- **Provided passage**:

________

Happily for Zuckerberg, if rather less so for the rest of us, his company does not yet operate in an environment where the penalties for believing your own Kool-Aid-inspired daydreams can be measured in time spent behind bars. On the other hand, the tale of Elizabeth Holmes and her apparent Theranos fraud, told quite brilliantly by John Carreyrou, the Wall Street Journal reporter who did much to break the story, in the barnstorming Bad Blood: Secrets and Lies in a Silicon Valley Startup, suggests that there may yet be some consequences, even for the best-funded and highest-flying members of technocracy’s elite.
It is also perhaps instructive to note that Facebook has cancelled its unmanned aircraft project, Aquilla, after several years and millions of dollars failed to produce a vehicle that would carry out the program’s ambitious objectives. Aviation is a highly regulated, safety-first marketplace in which the disruptor mentality – summed up in Facebook’s one-time motto-come-mission statement, "Move fast and break things" – will not work.
Or, at any rate, it hasn’t worked yet: it is possible to see hints in Amazon’s very few public pronouncements about how it intends to open airspace in cities up for its proposed fleets of delivery drones that the traditional disruptor mentality – deploy the technology, then if it turns out the law doesn’t allow you to do so, spend heavily on lobbying for the law to be changed – may still be one that the tech giants will pursue, even in the massively safety-conscious aviation environment. Disappointingly, none of these books touch on what appears to be the single episode in Facebook’s history in which it has attempted to disrupt a regulated market and failed.
Spotify Teardown is a product of an earlier moment. The interventions were staged before the Cambridge Analytica scandal broke and "fake news" became an issue discussed in Parliament select committees; before social-media companies began to attract the kind of negative attention that sees McNamee’s and Vaidhyanathan’s books vying for shelf space with Jamie Bartlett’s fine, short, to-the-point The People Vs Tech; Shoshana Zuboff’s extensively reviewed breezeblock The Age of Surveillance Capitalism; P W Singer and Emerson T Brooking’s provocative and pointed LikeWar: The Weaponization of Social Media; and, the best of the lot, former FBI and US Army officer Clint Watts’ freewheeling, frightening, fascinating Messing with the Enemy: Surviving In a Social Media World of Hackers, Terrorists, Russians, and Fake News.

________

- **Stored records**:
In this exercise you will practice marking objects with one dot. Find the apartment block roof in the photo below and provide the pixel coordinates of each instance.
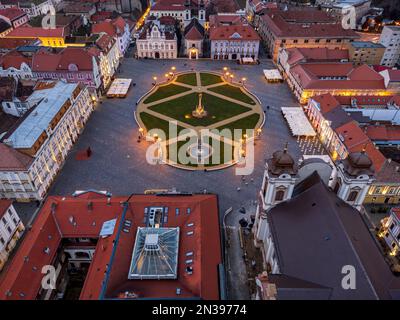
(33, 126)
(4, 205)
(383, 132)
(194, 31)
(13, 160)
(169, 5)
(113, 27)
(36, 32)
(355, 140)
(14, 59)
(107, 278)
(366, 44)
(13, 43)
(337, 76)
(305, 23)
(315, 237)
(12, 13)
(234, 33)
(69, 59)
(297, 55)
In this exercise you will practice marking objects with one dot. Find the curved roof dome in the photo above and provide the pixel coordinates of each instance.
(358, 163)
(282, 162)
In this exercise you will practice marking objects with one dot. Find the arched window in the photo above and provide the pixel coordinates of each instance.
(279, 195)
(353, 195)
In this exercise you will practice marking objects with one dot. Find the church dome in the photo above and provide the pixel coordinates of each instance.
(358, 163)
(282, 162)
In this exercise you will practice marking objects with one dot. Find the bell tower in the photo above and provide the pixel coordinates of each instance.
(280, 177)
(355, 176)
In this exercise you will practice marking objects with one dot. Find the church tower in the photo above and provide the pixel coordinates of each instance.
(355, 176)
(280, 177)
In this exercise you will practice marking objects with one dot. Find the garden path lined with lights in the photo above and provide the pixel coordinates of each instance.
(174, 100)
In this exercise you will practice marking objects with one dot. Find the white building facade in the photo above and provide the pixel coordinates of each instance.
(46, 135)
(390, 38)
(11, 229)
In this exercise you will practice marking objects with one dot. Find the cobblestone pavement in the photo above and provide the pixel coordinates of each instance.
(118, 163)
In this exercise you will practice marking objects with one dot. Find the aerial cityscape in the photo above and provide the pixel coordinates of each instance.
(229, 150)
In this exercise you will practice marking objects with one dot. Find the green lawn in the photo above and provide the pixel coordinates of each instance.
(188, 78)
(248, 122)
(217, 109)
(233, 92)
(209, 79)
(152, 122)
(165, 92)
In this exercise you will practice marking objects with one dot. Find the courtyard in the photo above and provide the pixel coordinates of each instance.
(118, 163)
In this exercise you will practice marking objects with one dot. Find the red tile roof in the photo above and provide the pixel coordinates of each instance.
(12, 13)
(13, 43)
(364, 100)
(297, 55)
(394, 75)
(245, 32)
(36, 32)
(169, 5)
(305, 23)
(356, 140)
(383, 132)
(13, 160)
(226, 19)
(113, 28)
(326, 102)
(194, 34)
(4, 205)
(101, 16)
(14, 59)
(71, 217)
(396, 212)
(362, 77)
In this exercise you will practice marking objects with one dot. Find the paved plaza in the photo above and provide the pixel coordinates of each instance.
(118, 163)
(175, 101)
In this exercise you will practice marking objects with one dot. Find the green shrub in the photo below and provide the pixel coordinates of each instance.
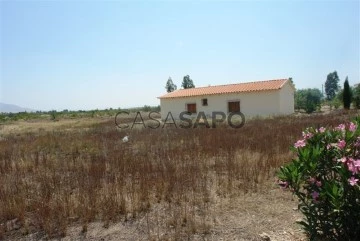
(325, 178)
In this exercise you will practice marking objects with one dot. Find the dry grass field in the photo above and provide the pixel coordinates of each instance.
(79, 181)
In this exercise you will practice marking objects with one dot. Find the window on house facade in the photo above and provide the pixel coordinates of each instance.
(234, 106)
(191, 108)
(204, 101)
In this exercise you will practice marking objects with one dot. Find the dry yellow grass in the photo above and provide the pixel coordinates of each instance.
(164, 184)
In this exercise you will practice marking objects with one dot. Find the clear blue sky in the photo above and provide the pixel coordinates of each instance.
(94, 54)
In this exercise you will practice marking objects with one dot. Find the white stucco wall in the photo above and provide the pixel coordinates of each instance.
(261, 103)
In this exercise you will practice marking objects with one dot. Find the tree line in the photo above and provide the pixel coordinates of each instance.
(187, 83)
(311, 99)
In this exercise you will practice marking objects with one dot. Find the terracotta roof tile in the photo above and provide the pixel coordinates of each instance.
(226, 89)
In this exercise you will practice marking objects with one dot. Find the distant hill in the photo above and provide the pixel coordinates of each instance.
(8, 108)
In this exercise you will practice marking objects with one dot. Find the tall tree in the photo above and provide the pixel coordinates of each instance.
(170, 86)
(331, 85)
(356, 98)
(308, 99)
(187, 82)
(347, 95)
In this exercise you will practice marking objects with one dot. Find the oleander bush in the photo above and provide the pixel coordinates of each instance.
(325, 178)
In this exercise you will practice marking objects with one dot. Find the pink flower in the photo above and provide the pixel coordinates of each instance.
(322, 129)
(357, 163)
(312, 180)
(283, 184)
(300, 143)
(351, 167)
(341, 144)
(343, 160)
(353, 181)
(357, 144)
(352, 127)
(315, 195)
(341, 127)
(307, 135)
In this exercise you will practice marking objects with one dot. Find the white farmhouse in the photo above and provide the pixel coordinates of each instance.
(260, 98)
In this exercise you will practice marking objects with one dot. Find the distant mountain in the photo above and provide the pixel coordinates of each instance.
(8, 108)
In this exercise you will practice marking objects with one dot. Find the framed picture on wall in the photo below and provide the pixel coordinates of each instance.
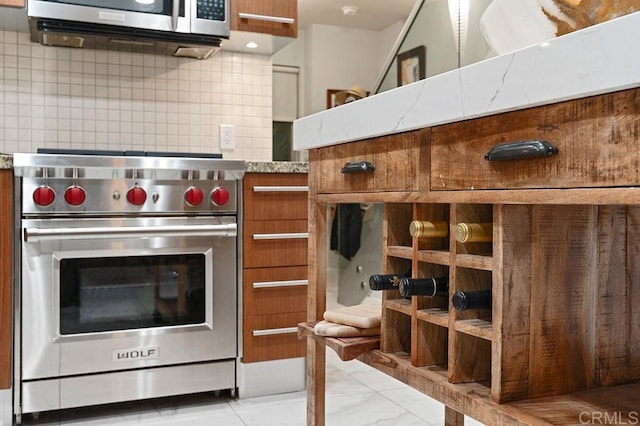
(411, 65)
(331, 97)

________

- **Your objective**: Give every book title mentioned by name in the passage about tech companies.

- **Response to the task**:
- Bad Blood: Secrets and Lies in a Silicon Valley Startup
- Spotify Teardown
- The People Vs Tech
- The Age of Surveillance Capitalism
- LikeWar: The Weaponization of Social Media
- Messing with the Enemy: Surviving In a Social Media World of Hackers, Terrorists, Russians, and Fake News